- DATA RECORDS:

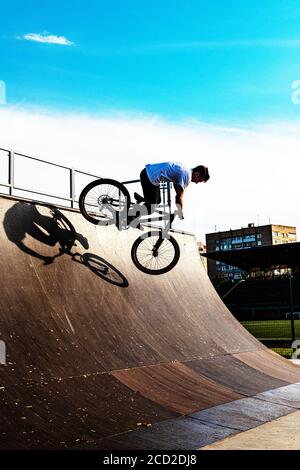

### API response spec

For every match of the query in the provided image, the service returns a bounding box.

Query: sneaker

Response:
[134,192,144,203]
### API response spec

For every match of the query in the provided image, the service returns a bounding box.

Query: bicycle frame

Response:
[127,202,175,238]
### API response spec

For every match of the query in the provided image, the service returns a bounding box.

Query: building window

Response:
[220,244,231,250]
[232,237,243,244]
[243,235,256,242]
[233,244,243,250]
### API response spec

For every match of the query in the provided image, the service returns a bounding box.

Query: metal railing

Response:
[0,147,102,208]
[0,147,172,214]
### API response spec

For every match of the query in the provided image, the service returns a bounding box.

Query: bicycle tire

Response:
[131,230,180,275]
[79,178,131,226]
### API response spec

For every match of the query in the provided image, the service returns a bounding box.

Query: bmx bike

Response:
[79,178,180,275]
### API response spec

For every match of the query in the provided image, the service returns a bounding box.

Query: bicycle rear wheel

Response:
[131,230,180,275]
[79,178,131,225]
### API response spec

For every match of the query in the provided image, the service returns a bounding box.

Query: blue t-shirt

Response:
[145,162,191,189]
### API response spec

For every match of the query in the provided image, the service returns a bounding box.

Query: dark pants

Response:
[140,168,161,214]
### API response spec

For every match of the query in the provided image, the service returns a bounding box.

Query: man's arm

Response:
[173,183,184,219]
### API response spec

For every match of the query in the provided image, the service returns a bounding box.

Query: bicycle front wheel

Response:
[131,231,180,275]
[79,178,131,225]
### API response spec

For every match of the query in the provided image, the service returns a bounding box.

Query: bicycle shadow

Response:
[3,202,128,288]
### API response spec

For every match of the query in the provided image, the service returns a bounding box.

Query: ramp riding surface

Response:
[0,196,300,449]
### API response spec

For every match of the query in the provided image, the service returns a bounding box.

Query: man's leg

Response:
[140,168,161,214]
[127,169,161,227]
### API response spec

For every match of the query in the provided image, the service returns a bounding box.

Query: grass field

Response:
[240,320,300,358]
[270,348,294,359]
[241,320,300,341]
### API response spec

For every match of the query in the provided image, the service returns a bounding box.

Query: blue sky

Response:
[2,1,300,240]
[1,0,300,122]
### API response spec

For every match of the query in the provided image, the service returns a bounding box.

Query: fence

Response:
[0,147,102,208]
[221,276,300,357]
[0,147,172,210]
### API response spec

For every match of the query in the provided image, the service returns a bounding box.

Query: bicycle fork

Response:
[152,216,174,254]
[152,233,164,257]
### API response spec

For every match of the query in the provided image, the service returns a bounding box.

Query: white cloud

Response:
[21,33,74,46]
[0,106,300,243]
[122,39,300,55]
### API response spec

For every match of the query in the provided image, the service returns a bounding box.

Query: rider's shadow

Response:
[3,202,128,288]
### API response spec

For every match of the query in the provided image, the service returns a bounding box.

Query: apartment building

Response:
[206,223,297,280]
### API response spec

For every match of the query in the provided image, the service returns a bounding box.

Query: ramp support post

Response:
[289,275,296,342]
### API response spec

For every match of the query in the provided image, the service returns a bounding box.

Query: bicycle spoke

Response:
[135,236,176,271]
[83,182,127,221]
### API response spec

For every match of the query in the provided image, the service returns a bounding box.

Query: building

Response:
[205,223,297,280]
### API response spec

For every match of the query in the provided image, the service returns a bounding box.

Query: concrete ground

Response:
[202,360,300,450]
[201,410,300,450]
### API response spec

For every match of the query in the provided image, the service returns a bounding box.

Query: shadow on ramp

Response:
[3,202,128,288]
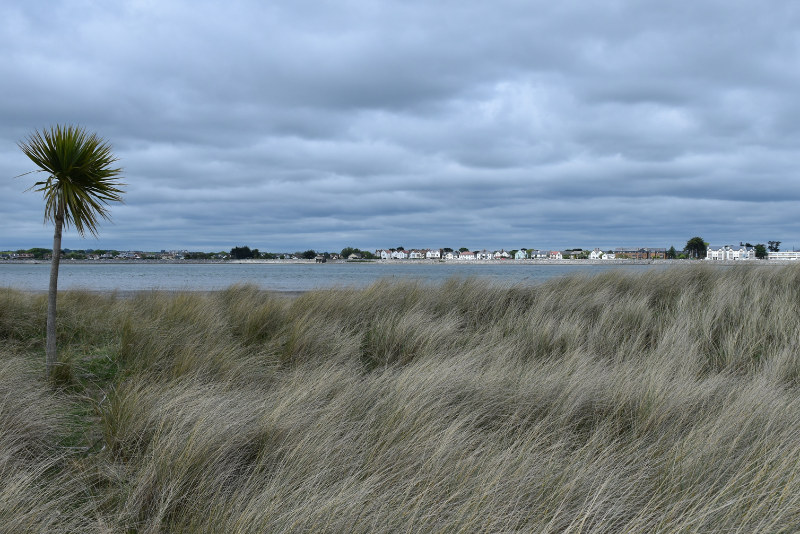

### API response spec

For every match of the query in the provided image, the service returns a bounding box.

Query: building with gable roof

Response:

---

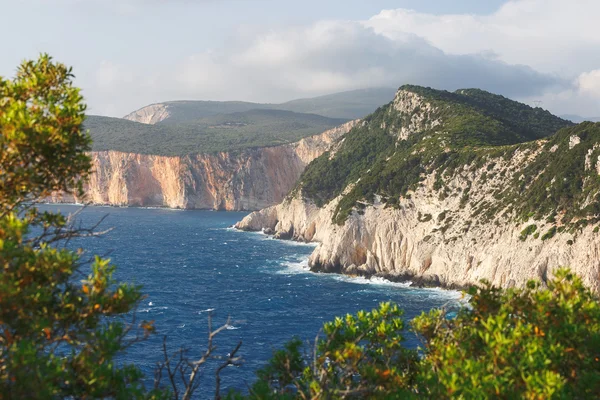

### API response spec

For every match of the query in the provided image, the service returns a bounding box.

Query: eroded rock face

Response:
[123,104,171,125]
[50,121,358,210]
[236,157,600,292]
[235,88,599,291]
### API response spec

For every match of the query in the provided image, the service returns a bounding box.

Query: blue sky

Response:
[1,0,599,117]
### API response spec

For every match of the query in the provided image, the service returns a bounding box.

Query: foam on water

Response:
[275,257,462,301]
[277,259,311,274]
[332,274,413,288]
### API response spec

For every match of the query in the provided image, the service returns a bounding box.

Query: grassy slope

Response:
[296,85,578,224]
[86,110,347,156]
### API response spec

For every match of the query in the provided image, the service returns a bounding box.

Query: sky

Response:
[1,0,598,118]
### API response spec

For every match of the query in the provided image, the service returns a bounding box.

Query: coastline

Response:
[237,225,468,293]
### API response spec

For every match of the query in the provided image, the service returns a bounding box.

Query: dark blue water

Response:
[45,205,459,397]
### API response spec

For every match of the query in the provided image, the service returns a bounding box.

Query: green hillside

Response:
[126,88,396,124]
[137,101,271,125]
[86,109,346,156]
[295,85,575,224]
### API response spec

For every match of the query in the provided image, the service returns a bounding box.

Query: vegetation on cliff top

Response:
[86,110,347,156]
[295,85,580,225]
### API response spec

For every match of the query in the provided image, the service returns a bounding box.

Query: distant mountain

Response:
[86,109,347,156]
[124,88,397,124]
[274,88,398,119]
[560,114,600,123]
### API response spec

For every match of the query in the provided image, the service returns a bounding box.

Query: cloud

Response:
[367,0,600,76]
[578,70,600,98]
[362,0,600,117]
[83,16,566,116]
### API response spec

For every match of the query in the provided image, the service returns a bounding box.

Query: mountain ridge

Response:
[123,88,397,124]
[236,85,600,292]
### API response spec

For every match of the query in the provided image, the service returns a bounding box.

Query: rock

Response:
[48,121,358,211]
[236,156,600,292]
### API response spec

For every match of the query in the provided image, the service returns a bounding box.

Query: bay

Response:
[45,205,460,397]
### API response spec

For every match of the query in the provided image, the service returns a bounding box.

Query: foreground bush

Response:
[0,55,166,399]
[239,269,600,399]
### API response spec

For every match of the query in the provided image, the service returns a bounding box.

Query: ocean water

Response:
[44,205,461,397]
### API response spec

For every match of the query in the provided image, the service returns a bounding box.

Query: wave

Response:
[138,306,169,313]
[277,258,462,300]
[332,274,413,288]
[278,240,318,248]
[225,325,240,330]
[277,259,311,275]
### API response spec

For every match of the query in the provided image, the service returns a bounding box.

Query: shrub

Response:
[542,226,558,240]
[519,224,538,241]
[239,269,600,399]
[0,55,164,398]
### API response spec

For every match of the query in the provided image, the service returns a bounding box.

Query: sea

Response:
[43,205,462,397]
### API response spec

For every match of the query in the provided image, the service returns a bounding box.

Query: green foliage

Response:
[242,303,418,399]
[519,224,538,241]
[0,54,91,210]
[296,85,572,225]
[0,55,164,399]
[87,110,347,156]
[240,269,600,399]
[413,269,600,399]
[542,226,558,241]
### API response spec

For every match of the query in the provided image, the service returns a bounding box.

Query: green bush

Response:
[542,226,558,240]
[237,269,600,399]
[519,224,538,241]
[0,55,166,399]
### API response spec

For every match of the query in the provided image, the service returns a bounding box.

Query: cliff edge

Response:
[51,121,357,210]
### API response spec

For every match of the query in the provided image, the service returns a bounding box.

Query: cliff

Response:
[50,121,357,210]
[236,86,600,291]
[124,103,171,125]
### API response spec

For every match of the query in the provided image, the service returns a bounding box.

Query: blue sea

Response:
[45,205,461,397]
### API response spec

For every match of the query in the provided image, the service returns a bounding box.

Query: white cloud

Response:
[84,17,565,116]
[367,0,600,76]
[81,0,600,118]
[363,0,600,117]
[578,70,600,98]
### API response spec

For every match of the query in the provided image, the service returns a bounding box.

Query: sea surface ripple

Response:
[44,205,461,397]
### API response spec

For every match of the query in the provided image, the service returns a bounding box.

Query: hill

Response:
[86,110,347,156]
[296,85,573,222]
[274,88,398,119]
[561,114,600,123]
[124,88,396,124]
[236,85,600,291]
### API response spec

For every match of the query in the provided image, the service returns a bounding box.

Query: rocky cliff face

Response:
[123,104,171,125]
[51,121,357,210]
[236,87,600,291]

- ACTION ITEM: Once you have counted every line above that contains the string "dark", give that number and nothing more.

- SOLUTION: 2